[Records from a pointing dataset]
——
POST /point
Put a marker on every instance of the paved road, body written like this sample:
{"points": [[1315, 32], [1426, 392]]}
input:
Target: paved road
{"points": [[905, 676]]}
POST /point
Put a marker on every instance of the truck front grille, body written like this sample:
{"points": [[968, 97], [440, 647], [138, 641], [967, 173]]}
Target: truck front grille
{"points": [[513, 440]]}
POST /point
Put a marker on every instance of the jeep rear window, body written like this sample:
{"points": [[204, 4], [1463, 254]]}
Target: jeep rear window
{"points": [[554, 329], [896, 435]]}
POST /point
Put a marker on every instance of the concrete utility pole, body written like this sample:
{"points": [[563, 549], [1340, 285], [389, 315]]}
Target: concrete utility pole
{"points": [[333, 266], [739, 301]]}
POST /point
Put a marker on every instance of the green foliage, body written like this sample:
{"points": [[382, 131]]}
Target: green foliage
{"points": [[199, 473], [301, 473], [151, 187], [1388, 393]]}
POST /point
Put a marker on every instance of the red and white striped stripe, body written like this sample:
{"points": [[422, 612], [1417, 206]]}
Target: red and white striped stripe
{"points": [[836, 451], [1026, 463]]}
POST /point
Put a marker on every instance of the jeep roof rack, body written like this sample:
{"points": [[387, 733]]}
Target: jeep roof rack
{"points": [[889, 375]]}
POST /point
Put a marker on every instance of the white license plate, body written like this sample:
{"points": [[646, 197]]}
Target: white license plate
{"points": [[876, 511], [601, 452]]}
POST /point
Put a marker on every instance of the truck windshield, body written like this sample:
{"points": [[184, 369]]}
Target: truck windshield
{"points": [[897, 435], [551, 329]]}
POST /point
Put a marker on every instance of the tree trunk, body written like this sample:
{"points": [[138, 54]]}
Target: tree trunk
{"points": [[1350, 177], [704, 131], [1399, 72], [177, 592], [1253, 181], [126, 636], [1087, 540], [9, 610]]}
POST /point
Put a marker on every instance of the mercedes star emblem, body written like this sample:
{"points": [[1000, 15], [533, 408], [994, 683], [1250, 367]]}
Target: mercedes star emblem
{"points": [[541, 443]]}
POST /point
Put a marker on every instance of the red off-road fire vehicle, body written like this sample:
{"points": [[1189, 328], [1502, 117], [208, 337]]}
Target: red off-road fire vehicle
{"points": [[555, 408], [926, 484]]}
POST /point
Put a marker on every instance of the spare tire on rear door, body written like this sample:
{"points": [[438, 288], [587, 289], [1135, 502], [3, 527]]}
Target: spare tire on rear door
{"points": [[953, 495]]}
——
Task statement - Count the lines in the items above that contain the string "stripe", matching case exactly. Give only the number.

Answer for this exercise - 2